__Exercise directions__.
Please print the whole listing below exactly as it stands.

__Data for this task__.

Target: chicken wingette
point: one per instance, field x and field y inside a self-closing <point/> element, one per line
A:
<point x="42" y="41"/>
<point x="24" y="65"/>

__Reply to the task__.
Target: chicken wingette
point: one per instance, field x and field y inside a self-closing <point/> element, one per line
A:
<point x="42" y="41"/>
<point x="24" y="65"/>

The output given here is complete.